* PASSAGE:
-=-=-
Addressing a still-divided Congress, President Barack Obama appealed to the needs of the middle class in his 2013 State of the Union speech.
Obama said the economy is improving, although there is still more work to do.
“It is our generation’s task, then, to reignite the true engine of America’s economic growth — a rising, thriving middle class,” he said in the address.
Obama urged bipartisanship in Congress as legislators hope to further reduce the federal deficit. He proposed reforming Medicare and closing tax and entitlement loopholes as ways of lowering the deficit without resorting to the sequester cuts of the fiscal cliff.
“The American people have worked too hard, for too long, rebuilding from one crisis to see their elected officials cause another,” he said.
Obama chastised Congress for stalling on a bill that would offer cheaper mortgage refinancing to help boost the housing market.
“So what are we waiting for?” he asked. “Take a vote and send me that bill. Why would that be a partisan issue, helping folks refinance?”
The president also suggested that raising the federal minimum wage to $9 an hour and making early-childhood education available to all children would benefit the economy in the long run. He stressed that none of his proposals would raise the deficit.
“It is not a bigger government we need, but a smarter government that sets priorities and invests in broad-based growth,” he said.
He highlighted science and energy fields as areas of particularly fast growth, and pointed out that the United States made $140 on every dollar it invested in mapping the human genome.
Speaking on another scientific topic, Obama urged Congress to take action against climate change, saying he would take executive action if legislators failed to promote clean energy and reduce pollution.
-=-=-
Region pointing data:
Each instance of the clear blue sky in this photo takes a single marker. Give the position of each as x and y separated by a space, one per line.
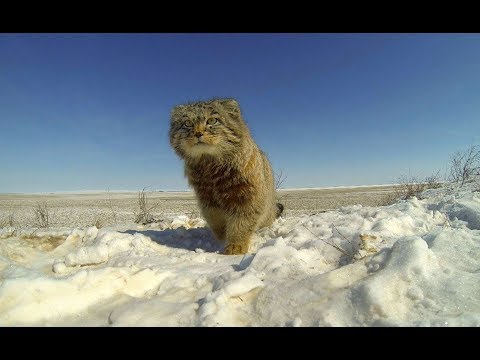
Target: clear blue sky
91 111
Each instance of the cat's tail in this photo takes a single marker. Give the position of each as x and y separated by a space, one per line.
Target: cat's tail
280 208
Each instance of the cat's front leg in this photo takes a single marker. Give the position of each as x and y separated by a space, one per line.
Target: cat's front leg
239 232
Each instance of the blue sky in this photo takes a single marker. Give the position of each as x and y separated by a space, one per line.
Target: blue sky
91 111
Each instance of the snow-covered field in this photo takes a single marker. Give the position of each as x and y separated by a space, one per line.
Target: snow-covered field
414 263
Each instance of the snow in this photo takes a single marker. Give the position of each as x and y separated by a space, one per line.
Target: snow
413 263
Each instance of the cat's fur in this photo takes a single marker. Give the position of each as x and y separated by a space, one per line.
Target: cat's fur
231 176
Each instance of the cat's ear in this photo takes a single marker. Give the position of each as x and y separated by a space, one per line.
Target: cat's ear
231 106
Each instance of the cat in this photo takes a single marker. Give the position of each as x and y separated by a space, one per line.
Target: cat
232 178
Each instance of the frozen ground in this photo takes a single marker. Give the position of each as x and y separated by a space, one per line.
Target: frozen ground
414 263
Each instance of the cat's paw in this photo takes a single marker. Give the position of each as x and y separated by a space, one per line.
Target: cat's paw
235 249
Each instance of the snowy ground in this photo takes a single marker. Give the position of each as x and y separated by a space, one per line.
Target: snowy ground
414 263
101 208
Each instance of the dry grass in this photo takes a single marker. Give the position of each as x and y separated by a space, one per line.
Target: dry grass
113 213
144 213
8 221
409 187
42 216
465 165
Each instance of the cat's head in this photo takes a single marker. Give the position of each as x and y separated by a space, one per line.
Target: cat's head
213 127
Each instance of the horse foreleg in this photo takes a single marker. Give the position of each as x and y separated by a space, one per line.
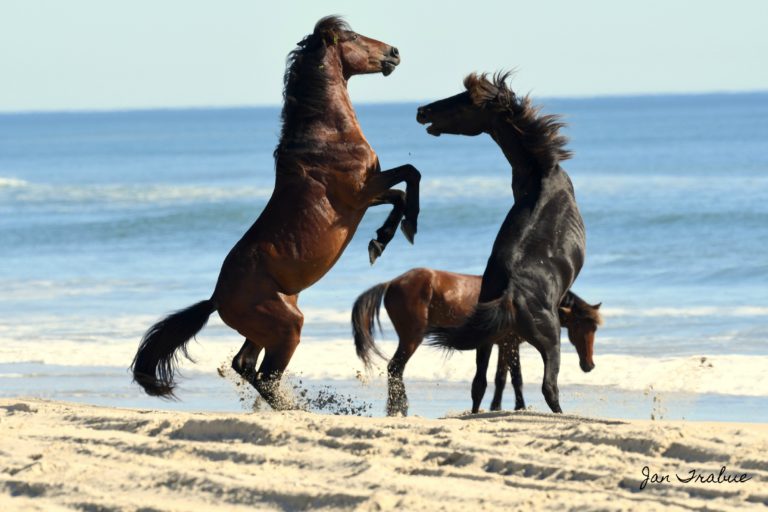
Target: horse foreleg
501 375
385 180
480 382
387 231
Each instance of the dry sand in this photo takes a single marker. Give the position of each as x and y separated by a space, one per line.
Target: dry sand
64 456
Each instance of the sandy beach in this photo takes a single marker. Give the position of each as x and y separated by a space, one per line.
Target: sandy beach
64 456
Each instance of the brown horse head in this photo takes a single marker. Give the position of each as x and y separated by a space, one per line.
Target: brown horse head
581 320
321 64
356 53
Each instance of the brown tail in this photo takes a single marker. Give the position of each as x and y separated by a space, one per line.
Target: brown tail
367 307
156 360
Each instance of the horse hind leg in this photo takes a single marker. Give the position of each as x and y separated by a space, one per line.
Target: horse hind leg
397 399
244 362
387 231
276 324
480 382
516 373
501 376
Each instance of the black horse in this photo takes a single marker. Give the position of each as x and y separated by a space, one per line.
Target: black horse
540 247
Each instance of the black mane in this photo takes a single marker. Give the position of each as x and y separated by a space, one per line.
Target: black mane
538 133
305 81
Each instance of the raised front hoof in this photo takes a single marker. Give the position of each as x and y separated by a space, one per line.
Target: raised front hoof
409 229
394 409
375 248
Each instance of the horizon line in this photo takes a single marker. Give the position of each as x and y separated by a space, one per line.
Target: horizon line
235 106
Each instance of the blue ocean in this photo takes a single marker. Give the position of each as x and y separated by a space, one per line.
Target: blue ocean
110 220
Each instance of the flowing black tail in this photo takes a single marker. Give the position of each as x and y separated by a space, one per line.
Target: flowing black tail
367 307
489 322
155 362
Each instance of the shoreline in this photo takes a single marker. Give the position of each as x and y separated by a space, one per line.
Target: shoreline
68 455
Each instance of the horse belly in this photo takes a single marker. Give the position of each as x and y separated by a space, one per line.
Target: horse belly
308 247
-=-=-
* ABOUT THIS TASK: In the passage about the 2013 State of the Union speech, what federal minimum wage did the president suggest?

* RESPONSE: $9 an hour